> **Stated exercise**
Identify each line in the data below that contains the word "yellow", and copy those lines in full.

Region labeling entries
==================================================

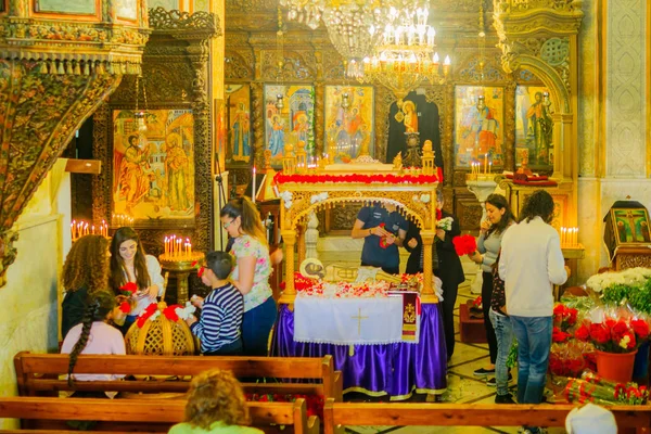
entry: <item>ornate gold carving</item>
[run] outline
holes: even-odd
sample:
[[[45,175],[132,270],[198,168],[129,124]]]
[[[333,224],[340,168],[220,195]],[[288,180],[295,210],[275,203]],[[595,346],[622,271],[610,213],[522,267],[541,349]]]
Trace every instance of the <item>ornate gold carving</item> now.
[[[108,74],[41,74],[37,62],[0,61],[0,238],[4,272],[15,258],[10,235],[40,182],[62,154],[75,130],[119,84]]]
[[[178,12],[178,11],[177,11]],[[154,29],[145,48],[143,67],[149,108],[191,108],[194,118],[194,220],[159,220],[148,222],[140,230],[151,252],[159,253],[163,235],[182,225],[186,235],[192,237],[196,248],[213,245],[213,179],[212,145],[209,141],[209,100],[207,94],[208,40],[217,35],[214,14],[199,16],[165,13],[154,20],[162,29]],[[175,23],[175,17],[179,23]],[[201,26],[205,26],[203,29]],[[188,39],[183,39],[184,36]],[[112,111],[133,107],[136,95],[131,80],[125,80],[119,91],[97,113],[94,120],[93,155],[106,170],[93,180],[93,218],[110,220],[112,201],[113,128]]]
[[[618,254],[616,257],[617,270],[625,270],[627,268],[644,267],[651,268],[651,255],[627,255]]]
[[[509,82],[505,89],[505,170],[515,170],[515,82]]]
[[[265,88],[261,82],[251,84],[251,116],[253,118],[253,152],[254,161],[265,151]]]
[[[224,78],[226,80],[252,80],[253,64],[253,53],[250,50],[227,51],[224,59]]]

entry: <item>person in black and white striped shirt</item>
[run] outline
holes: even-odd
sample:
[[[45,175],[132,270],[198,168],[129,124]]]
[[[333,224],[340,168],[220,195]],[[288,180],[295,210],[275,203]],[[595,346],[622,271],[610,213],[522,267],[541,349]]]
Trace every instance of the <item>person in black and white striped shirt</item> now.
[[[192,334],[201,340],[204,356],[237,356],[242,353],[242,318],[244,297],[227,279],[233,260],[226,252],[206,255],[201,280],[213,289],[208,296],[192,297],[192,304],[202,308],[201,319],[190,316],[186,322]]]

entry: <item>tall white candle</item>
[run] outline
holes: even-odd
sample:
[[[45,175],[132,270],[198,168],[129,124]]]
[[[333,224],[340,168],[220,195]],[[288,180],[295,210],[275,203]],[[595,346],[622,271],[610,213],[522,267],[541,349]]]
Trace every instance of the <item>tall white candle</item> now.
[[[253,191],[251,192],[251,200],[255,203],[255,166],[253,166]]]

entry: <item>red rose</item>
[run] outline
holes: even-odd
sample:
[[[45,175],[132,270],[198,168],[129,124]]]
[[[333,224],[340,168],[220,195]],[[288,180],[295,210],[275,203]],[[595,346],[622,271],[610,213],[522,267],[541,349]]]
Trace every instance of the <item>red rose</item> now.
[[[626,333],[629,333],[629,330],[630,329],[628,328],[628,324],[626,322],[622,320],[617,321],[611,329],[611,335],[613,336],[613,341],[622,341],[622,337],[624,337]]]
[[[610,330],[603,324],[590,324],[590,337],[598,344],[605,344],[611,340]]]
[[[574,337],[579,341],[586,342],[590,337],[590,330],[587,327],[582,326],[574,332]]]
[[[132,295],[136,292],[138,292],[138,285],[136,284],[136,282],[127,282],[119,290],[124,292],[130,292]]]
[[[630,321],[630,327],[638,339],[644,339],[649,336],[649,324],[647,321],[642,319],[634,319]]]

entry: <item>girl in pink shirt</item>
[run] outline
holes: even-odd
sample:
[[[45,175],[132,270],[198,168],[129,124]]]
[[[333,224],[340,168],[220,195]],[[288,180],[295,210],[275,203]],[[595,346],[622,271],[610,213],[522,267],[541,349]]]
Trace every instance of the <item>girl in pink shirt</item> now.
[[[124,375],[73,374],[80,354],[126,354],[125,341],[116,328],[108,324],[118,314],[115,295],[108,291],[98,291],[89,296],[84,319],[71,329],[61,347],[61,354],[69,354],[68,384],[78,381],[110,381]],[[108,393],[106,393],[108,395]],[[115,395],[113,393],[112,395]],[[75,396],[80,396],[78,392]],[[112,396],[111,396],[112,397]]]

==================================================

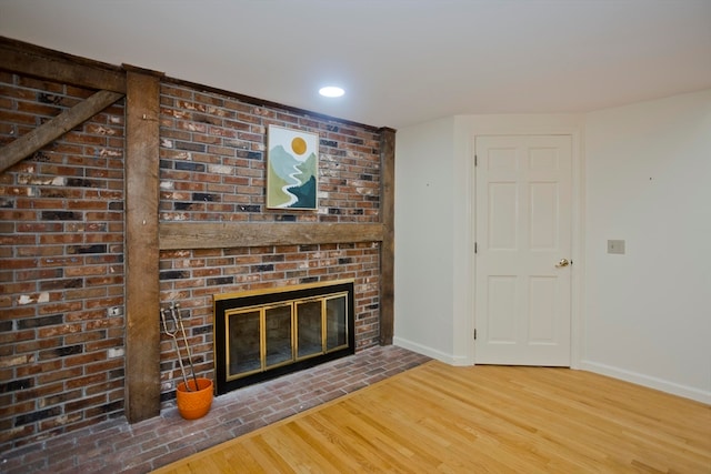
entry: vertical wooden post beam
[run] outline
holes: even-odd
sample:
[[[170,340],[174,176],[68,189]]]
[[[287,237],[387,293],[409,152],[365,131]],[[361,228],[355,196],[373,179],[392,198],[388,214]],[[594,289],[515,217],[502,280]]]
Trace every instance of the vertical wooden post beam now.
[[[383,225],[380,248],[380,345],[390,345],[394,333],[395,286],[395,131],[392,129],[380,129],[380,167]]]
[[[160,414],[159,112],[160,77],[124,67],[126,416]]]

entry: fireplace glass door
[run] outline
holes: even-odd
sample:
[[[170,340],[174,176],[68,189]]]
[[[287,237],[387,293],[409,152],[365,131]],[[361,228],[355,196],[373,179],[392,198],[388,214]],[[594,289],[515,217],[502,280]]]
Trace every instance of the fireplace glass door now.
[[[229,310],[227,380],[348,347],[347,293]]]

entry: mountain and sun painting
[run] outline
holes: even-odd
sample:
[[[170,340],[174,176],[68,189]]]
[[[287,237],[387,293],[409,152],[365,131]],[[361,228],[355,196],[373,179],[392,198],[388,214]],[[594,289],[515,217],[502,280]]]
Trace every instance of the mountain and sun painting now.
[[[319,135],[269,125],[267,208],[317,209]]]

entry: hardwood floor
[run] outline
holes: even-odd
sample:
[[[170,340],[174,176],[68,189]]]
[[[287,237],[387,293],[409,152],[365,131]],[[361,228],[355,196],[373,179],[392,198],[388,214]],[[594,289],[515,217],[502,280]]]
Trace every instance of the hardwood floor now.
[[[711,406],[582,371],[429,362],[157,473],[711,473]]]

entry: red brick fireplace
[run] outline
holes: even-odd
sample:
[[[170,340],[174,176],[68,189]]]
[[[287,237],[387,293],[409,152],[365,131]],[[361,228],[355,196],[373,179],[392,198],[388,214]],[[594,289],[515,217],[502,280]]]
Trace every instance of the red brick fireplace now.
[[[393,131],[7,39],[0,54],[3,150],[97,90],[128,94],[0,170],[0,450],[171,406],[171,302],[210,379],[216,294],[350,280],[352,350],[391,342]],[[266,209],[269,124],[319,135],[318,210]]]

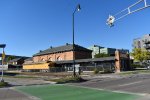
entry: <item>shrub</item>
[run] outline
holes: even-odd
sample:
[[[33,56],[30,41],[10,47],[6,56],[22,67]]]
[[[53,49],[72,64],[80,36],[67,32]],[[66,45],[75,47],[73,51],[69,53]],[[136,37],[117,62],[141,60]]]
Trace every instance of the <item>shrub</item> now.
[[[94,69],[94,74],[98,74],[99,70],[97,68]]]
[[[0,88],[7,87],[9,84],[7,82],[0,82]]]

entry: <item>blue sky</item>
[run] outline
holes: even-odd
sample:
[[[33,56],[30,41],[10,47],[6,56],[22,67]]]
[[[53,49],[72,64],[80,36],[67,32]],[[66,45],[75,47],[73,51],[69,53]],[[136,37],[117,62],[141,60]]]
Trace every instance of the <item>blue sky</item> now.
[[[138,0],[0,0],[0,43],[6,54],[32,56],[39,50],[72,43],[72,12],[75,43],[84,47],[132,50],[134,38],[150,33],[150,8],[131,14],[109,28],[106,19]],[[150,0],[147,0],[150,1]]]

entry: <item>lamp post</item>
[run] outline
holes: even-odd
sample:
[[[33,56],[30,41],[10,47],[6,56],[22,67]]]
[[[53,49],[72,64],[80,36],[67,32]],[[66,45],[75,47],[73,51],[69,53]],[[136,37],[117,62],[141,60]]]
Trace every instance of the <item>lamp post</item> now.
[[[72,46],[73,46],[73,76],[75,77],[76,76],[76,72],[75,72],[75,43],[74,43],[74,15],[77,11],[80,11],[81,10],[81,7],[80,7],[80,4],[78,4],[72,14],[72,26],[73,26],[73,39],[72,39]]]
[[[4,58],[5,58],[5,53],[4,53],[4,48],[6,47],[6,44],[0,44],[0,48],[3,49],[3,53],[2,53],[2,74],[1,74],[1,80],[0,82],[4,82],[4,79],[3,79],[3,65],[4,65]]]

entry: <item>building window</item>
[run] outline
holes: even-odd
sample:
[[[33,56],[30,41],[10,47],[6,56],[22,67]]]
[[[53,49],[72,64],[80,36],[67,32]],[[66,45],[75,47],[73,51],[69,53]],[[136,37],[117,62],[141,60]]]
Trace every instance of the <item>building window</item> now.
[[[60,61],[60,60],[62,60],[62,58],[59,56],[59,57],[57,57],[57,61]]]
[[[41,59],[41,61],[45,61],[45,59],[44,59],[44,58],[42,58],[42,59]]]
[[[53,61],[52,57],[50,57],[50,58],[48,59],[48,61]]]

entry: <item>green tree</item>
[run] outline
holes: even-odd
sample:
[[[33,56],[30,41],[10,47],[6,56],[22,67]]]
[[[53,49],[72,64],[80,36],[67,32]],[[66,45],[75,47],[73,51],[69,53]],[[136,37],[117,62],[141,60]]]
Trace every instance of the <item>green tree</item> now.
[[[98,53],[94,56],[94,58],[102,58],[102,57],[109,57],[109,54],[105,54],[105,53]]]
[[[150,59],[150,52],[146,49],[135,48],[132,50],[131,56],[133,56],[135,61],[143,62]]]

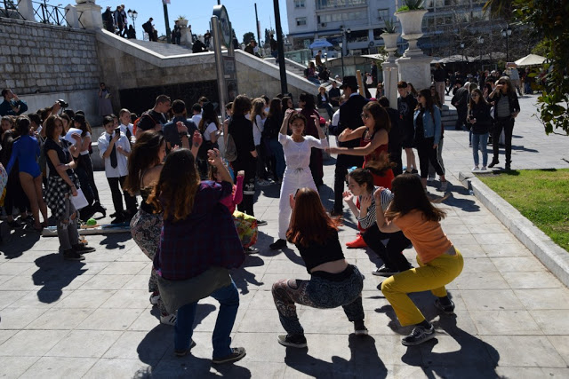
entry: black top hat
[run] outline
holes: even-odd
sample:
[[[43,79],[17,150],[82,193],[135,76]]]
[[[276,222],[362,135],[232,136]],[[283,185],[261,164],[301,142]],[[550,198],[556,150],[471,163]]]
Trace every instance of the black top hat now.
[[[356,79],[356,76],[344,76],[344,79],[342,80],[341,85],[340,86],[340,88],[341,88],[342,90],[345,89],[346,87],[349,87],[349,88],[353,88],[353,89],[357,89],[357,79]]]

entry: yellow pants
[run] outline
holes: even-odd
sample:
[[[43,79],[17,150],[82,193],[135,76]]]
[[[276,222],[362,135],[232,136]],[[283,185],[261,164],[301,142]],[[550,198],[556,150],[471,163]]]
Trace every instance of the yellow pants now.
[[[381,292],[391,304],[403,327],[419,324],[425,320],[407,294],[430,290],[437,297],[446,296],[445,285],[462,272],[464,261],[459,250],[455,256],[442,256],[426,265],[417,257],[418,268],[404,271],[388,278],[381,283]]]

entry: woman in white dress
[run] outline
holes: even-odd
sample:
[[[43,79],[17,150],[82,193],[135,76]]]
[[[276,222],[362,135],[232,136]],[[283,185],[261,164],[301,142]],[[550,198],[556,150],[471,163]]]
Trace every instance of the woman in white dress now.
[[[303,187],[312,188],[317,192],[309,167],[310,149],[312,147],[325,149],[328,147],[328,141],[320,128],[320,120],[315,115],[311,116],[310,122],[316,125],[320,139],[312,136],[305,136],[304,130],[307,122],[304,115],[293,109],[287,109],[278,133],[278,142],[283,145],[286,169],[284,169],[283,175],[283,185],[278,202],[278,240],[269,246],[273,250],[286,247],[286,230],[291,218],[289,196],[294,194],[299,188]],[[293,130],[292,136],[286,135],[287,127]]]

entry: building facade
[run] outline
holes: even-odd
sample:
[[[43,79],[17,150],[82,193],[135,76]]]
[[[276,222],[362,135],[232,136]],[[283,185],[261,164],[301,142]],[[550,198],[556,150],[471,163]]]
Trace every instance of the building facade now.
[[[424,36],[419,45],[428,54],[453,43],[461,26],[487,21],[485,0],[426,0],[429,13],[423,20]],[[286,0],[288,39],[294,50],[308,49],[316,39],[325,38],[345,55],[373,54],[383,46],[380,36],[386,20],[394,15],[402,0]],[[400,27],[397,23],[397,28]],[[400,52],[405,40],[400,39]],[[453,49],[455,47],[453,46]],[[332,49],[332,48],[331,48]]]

==================================================

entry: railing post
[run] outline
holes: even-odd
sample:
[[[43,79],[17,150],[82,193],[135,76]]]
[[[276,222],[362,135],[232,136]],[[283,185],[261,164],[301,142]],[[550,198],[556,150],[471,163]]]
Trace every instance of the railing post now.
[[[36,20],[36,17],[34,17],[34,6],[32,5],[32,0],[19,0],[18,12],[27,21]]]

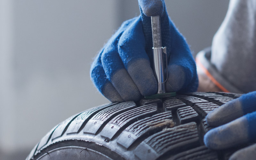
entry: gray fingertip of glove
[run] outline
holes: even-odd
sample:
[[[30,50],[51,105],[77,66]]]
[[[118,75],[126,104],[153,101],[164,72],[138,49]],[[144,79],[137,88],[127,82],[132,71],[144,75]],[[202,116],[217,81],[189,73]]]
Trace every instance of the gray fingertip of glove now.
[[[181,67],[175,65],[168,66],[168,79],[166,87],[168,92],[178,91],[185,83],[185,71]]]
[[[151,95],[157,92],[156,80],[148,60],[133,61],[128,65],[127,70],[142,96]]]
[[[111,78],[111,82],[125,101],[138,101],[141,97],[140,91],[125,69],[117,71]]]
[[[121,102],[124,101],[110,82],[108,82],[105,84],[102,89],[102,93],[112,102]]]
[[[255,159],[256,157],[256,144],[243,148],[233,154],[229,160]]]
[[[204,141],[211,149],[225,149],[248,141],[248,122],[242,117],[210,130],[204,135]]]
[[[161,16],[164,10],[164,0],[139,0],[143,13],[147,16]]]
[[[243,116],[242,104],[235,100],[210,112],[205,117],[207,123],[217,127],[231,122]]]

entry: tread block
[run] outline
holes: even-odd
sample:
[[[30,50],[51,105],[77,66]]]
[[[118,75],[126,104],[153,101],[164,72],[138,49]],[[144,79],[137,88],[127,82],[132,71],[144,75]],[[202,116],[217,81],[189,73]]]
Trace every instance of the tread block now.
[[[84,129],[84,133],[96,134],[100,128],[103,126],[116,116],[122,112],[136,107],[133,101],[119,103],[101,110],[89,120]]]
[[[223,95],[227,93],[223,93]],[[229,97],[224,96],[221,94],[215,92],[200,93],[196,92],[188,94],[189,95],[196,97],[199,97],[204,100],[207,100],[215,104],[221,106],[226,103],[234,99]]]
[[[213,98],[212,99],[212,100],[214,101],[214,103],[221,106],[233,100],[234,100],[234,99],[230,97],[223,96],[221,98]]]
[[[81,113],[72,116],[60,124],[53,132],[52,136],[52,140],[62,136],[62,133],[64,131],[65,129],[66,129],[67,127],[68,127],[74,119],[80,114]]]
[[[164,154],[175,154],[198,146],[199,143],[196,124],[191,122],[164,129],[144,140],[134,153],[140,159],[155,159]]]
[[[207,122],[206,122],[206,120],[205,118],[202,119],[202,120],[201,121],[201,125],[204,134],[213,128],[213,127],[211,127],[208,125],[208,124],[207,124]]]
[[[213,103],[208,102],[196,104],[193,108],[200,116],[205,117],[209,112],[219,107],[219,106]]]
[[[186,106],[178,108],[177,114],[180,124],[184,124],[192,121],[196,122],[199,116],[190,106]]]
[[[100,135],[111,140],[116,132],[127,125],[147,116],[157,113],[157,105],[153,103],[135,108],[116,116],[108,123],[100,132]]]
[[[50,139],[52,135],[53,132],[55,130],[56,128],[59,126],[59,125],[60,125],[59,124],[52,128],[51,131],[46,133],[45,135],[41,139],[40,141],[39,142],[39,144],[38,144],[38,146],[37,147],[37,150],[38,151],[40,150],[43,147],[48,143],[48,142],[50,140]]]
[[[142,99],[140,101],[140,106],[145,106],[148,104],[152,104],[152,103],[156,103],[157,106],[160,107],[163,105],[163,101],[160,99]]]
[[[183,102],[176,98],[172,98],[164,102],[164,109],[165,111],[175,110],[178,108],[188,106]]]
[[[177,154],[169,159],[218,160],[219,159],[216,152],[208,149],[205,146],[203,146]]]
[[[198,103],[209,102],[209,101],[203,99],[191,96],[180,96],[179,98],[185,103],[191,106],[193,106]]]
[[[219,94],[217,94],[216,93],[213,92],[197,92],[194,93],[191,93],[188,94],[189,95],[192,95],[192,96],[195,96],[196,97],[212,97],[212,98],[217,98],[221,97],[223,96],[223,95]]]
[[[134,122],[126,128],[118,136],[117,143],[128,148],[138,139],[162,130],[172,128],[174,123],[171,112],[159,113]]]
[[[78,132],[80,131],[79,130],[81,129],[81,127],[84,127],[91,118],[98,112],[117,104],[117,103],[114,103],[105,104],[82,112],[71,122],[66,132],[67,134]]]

==================================================

> **Response below**
entry: yellow pants
Trace every instance of the yellow pants now.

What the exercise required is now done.